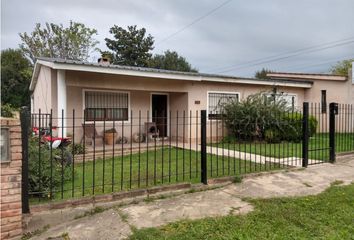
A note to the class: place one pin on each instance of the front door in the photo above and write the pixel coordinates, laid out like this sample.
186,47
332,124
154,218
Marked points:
159,112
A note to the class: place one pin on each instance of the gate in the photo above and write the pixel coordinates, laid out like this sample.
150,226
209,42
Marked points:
199,147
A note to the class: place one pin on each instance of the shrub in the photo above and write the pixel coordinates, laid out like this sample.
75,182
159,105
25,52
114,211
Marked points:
39,182
248,119
259,117
272,135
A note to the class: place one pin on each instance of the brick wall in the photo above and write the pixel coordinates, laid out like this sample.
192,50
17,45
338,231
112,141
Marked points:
10,205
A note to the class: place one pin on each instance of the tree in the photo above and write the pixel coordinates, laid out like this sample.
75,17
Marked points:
170,60
130,47
262,74
342,67
74,42
16,74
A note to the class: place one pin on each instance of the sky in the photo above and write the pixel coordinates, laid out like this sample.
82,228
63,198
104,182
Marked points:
231,37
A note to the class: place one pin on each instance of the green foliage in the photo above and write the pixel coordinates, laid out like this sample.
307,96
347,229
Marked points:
272,135
248,119
262,74
40,171
16,74
170,60
7,110
130,46
342,68
265,118
56,41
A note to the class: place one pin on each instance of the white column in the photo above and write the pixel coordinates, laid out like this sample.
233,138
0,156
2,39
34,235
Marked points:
61,92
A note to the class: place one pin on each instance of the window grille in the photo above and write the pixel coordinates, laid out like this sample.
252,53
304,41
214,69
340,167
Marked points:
107,106
216,102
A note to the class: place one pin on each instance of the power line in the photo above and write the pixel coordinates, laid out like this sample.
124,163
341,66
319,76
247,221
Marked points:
286,57
193,22
320,64
332,60
279,55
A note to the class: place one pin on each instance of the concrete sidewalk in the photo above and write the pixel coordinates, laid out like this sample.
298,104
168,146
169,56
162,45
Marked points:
117,221
256,158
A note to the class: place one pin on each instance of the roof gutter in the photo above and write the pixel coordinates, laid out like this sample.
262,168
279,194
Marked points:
172,76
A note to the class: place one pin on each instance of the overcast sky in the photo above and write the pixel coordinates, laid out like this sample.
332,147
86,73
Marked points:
234,38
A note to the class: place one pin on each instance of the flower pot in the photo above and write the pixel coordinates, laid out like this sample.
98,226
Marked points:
109,138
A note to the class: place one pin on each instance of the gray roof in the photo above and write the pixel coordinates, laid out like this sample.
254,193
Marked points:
156,70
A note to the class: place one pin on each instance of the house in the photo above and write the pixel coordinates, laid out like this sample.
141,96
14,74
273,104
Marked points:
128,97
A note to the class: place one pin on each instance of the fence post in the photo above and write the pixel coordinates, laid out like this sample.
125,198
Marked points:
24,117
305,134
333,110
204,177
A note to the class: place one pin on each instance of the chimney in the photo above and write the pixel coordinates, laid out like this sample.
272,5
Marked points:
104,61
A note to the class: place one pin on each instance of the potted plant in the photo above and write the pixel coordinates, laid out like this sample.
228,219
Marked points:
110,135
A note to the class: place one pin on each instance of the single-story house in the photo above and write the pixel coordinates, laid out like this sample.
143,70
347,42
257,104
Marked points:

**Problem details:**
Set down verbatim the lines of the material from the line containing "of the fence" through the final line of the material, both included.

**Answer below:**
A note to the class: place one pin on each instance of the fence post in the photo above and write the pixel coordinates, laid out like this sample.
125,198
Marked points:
24,117
305,134
333,110
204,177
A note to the class: place one pin on each instance of the chimney in the photo above and write the pixel coordinates, laid out like this sample.
272,5
Marked points:
104,61
A note to the class: place one pin on each instance of the potted plant in the photo above and write the pixel coordinates, laid out like this sample.
228,219
Marked points:
110,135
A note to the class: place one pin on each instance of the single-story house in the photo above and write the pixel coordinates, laid out like this sample.
143,70
347,42
257,104
Marked points:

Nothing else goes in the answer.